(ФРАГМЕНТ ТЕКСТА):

------------------------------------------------

Музыка этой стадии (наряду с формульной структурой, описанной Парри и Лордом), заковывающая речь в жесткие и дискретные временные рамки, предстает как один из возможных типов "археписьма", обеспечивающий как саму структуру, так и возможность ее воспроизведения. Это та музыка, о которой следует сказать словами М. Г. Харлапа - "музыкальный процесс как форма", в отличие от известной формулировки Асафьева.
В контексте идей Деррида интересно также, что музыкальное новоевропейское, то есть "наше" сознание можно уличить в том же "предрассудке", что и мышление вообще (если, конечно, солидаризироваться с диагнозами Деррида). Речь идет о том, что французский постструктуралист называет западным лого- или фоноцентризмом или "метафизикой присутствия". В восприятии европейского потребителя музыки и профессионального музыканта сохраняется, так сказать антично-средневековая тенденция - считается, что основной адресат музыкального сочинения - это слушатель. Именно ради него писались и пишутся произведения, и именно для него работают "посредники"- исполнители. И это как раз то, что можно назвать новоевропейским "музыкальным фоноцентризмом", как частным проявлением общекультурного логоцентризма.
С учетом того, что было сказано о роли письма в становлении новоевропейской музыкальной культуры, необходимо совершенно ясно определить позицию слушателя в коммуникативной ситуации эпохи письменности и нотопечатания. Эта позиция оказывается лишь частью структуры адресата. Адресат в новоевропейской музыке оказывается сложным образованием - это как минимум, единство слушателя-читателя-исполнителя. Только это единство обеспечивает понимание всех структурных уровней музыкального языка, не говоря уж о том, что в ХХ веке, к этому комплексу присоединяется, вероятно, и теоретик.

------------------------------------------------

(ПРЕДОСТАВЛЕННЫЕ ДАННЫЕ):
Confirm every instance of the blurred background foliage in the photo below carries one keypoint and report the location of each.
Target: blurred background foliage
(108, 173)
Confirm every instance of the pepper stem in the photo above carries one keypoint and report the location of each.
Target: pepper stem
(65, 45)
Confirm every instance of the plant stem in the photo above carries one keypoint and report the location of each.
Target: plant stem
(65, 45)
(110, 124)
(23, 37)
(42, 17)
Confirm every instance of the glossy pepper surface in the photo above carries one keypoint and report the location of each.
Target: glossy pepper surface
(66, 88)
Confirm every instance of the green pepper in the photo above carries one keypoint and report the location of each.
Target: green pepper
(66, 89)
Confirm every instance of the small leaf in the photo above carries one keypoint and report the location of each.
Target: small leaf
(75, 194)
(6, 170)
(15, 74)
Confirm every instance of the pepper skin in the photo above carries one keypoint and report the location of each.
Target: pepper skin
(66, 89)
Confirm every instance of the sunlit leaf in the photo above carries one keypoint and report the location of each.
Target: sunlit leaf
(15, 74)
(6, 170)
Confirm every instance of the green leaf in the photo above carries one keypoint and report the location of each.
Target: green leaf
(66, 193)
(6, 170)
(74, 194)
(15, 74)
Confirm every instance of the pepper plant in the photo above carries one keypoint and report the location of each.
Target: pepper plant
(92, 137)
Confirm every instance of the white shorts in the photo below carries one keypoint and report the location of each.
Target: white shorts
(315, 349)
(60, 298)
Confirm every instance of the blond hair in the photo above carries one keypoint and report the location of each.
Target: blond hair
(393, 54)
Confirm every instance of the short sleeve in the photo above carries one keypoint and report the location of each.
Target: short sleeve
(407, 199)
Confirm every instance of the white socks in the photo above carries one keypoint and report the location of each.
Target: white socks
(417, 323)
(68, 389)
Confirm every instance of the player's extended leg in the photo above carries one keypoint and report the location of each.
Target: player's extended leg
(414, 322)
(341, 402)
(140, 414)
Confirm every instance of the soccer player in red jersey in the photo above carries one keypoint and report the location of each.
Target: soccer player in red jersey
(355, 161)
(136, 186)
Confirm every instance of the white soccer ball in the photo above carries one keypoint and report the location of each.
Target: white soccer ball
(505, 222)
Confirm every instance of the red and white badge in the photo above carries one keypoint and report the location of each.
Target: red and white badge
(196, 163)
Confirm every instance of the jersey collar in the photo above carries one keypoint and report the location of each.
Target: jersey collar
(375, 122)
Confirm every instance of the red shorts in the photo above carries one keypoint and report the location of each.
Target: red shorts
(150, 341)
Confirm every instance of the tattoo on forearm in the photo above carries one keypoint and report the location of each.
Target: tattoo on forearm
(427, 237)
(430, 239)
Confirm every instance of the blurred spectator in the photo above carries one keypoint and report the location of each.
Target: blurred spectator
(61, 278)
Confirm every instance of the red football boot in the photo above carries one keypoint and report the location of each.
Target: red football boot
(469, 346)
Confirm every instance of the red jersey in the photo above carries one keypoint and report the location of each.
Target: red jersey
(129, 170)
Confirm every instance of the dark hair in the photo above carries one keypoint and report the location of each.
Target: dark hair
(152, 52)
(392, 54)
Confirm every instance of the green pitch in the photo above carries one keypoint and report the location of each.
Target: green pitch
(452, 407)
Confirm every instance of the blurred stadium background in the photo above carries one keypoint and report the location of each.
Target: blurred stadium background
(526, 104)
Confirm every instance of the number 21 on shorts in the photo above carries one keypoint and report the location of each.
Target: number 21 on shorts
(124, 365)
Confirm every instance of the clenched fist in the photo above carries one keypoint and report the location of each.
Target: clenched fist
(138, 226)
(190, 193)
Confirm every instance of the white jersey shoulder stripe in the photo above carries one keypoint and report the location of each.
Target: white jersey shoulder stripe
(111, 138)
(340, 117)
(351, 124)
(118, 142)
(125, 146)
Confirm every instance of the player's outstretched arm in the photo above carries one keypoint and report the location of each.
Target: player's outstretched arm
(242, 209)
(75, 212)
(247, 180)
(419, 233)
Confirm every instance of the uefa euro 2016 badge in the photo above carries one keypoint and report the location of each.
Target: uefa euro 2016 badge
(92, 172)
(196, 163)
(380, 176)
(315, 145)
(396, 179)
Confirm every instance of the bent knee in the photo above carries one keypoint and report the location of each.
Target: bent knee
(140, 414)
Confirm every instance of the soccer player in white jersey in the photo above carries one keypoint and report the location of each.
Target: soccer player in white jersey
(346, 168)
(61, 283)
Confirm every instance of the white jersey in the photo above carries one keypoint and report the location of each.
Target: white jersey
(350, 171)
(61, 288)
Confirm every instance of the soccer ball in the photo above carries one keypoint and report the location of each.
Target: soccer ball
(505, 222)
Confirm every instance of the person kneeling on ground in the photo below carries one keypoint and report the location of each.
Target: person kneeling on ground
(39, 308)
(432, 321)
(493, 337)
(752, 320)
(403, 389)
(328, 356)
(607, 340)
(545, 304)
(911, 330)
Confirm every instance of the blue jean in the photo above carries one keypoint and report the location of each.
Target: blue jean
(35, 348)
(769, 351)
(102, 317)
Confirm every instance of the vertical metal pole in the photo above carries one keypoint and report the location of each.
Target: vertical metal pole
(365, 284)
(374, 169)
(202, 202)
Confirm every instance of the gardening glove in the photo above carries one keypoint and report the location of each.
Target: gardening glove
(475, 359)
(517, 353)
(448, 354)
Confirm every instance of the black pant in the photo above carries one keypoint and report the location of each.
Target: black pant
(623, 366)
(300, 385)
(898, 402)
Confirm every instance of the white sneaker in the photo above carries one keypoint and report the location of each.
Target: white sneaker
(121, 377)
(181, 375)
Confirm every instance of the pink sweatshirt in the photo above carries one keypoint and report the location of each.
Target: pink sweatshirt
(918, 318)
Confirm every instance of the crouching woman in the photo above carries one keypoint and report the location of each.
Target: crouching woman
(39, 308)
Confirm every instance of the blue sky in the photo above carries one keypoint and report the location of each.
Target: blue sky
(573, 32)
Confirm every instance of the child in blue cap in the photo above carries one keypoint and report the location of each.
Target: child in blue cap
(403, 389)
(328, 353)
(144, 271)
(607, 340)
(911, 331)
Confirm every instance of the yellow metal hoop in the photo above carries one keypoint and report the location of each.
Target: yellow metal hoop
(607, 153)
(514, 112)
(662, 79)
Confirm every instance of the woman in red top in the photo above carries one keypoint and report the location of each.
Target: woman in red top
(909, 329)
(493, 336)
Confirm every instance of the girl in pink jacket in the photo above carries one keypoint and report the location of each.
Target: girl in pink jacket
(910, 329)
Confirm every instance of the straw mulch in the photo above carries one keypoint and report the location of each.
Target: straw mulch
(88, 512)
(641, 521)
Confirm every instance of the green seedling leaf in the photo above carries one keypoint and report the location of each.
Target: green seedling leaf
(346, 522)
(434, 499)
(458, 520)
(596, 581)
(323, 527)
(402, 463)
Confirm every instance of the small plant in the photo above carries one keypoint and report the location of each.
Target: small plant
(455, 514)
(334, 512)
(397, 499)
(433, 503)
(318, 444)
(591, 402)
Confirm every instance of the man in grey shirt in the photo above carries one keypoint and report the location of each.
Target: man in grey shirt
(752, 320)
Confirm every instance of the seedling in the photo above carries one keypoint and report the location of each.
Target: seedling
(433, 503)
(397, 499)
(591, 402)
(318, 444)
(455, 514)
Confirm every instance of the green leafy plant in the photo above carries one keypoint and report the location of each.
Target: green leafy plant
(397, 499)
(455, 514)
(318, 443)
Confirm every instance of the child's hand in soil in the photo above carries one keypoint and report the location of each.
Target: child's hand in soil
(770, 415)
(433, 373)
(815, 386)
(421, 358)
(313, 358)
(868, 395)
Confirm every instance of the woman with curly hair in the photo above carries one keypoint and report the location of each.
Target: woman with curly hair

------------------------------------------------

(СПИСОК ЗАДАНИЙ):
[1] Кого, согласно фрагменту текста, в восприятии европейского потребителя музыки считают основным адресатом музыкального сочинения?
[2] Измените фрагмент текста: приведите часть, которая открывается словами «Музыка этой стадии» и закрывается словами «известной формулировки Асафьева.», поставив в ней «строгие» вместо «дискретные».

(ОТВЕТЫ ПО ЗАДАНИЯМ):
[1] Слушателя.

[2]
Музыка этой стадии (наряду с формульной структурой, описанной Парри и Лордом), заковывающая речь в жесткие и строгие временные рамки, предстает как один из возможных типов "археписьма", обеспечивающий как саму структуру, так и возможность ее воспроизведения. Это та музыка, о которой следует сказать словами М. Г. Харлапа - "музыкальный процесс как форма", в отличие от известной формулировки Асафьева.